Pointing records

======

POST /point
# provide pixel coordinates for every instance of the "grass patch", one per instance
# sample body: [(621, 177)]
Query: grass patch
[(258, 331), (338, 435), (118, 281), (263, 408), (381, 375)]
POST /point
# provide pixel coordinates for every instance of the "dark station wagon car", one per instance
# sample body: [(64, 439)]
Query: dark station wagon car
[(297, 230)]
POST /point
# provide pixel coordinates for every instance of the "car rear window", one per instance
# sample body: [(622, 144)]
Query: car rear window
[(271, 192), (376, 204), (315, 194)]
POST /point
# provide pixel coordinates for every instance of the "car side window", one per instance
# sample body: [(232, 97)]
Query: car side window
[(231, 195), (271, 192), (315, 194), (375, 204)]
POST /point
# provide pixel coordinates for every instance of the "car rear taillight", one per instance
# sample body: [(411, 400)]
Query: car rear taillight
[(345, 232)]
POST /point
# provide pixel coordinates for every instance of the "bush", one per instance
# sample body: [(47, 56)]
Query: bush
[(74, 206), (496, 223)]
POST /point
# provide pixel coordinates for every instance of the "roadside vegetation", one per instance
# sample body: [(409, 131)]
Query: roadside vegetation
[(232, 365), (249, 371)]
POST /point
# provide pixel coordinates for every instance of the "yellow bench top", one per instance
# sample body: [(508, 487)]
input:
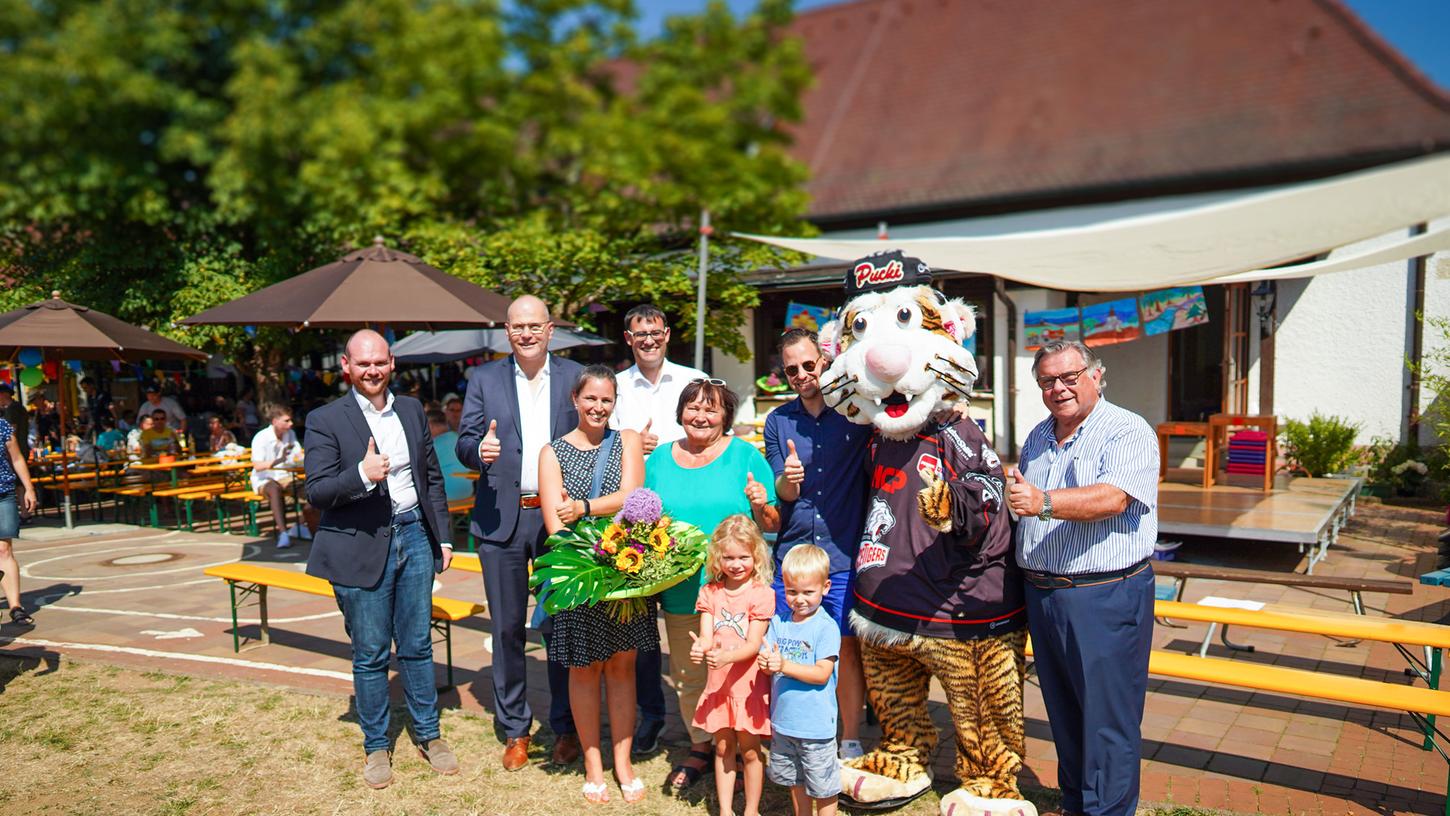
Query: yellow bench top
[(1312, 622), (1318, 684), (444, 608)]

======

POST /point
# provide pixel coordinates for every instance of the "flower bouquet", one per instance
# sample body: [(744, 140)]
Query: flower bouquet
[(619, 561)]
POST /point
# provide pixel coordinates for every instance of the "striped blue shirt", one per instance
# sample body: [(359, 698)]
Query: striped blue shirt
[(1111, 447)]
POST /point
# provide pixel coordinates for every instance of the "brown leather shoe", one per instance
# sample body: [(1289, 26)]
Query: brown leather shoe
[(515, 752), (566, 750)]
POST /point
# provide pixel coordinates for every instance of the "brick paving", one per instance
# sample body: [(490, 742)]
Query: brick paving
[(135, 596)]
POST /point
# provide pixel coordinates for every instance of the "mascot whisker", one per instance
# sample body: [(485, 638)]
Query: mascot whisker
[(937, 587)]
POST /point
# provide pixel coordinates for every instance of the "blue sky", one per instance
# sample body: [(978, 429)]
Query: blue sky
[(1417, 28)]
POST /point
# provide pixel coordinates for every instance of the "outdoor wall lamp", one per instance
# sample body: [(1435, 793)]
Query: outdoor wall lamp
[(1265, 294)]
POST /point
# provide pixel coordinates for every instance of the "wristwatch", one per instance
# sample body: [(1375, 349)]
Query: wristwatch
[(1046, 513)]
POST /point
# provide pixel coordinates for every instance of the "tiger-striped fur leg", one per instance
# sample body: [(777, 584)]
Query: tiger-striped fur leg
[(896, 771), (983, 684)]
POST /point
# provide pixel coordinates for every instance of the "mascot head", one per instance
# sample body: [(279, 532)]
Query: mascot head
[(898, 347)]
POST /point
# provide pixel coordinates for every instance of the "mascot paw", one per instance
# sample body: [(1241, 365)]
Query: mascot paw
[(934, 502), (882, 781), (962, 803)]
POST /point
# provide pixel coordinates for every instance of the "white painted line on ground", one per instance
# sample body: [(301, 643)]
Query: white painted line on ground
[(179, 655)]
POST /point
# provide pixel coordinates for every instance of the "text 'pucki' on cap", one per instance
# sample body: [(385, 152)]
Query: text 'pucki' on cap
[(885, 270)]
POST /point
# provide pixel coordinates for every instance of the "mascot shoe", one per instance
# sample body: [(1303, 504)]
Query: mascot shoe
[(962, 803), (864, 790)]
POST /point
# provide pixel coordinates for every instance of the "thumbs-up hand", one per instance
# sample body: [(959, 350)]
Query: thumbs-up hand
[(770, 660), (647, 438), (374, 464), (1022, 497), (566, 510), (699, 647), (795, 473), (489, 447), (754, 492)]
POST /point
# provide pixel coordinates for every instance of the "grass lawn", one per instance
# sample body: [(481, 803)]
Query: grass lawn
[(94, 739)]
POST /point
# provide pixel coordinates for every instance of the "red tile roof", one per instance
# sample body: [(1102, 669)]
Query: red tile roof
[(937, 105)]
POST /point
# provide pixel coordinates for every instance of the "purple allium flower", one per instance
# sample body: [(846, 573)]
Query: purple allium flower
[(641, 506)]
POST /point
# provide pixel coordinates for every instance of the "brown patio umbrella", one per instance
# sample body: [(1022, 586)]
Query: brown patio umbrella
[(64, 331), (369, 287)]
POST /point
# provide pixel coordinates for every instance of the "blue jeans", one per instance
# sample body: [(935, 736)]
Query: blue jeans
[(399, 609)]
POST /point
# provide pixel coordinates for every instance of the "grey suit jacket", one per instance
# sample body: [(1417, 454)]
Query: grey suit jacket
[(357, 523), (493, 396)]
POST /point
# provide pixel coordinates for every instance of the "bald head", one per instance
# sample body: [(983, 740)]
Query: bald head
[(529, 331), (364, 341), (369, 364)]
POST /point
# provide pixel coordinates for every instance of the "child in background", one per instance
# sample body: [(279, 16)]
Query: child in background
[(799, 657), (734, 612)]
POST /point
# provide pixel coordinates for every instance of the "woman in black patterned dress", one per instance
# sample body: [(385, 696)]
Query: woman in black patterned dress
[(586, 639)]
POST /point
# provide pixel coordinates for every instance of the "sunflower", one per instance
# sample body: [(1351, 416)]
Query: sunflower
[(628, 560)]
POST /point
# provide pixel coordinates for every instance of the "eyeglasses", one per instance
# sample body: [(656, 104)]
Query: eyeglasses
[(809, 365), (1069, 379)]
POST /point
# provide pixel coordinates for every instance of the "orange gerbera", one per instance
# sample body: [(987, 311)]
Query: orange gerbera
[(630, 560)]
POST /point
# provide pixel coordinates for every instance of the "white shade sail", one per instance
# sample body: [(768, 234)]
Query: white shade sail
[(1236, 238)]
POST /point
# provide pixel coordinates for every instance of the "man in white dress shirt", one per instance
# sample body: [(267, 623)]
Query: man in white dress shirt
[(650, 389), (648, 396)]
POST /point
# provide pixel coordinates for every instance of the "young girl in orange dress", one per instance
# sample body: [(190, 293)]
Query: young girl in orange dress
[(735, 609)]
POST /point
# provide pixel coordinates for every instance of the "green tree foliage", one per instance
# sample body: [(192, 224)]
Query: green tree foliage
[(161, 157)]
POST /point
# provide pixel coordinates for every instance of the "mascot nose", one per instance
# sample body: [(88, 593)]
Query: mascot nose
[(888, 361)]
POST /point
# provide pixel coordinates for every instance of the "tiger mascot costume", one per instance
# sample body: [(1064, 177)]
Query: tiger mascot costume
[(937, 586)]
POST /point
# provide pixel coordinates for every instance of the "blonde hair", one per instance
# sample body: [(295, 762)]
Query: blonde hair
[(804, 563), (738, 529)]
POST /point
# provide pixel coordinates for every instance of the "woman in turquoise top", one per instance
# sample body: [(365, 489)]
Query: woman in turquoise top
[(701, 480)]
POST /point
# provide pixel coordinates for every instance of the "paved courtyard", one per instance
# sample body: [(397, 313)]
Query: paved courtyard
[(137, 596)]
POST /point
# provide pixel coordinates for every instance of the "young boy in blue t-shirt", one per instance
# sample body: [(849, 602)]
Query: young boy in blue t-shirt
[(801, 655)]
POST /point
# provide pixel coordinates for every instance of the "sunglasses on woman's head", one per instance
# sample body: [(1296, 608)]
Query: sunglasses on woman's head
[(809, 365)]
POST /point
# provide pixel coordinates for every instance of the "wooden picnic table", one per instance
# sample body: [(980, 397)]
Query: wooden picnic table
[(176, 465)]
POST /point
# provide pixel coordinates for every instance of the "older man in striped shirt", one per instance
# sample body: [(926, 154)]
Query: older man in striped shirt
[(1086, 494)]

======

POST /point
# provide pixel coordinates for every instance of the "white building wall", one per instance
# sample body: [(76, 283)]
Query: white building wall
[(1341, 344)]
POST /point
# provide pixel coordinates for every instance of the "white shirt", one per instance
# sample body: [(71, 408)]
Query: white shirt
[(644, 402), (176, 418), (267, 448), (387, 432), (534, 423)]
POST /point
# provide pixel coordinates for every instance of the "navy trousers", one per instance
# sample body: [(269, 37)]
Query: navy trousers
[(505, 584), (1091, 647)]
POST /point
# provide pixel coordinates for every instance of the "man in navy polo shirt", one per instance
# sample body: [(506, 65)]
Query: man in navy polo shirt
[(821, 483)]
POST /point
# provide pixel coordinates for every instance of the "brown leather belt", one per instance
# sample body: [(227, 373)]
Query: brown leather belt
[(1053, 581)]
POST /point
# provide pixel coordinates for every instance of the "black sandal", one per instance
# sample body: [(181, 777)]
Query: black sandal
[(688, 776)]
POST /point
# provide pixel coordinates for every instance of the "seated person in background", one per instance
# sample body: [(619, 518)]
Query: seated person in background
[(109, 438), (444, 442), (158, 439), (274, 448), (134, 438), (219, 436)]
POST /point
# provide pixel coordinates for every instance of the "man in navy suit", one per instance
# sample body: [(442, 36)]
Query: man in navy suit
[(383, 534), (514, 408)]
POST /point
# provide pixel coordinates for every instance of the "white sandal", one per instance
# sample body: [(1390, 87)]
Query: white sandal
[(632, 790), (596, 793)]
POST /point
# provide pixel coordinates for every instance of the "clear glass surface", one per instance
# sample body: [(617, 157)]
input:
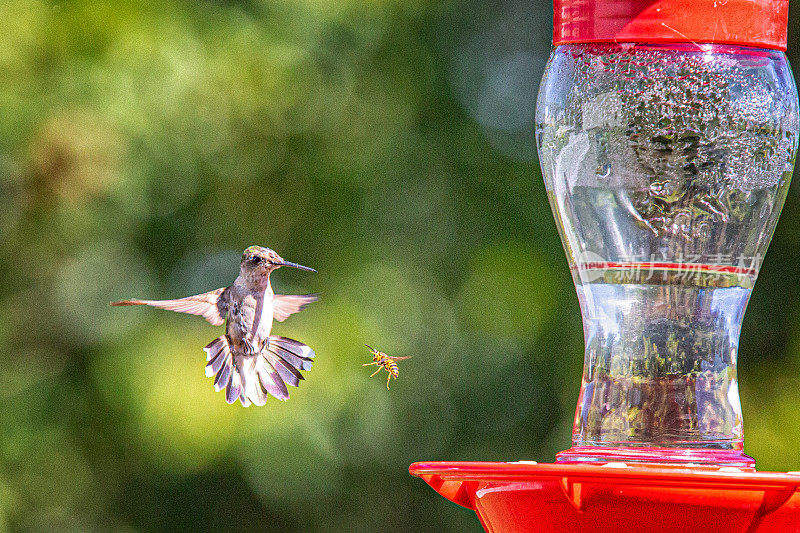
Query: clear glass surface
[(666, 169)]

======

* **Given request**:
Select each line in the entries above that contains the string "nose", and copy those lines out in full.

* **Worked solution**:
# provide pixel coordinates for every instance of the "mascot nose", one per instance
Query: mascot nose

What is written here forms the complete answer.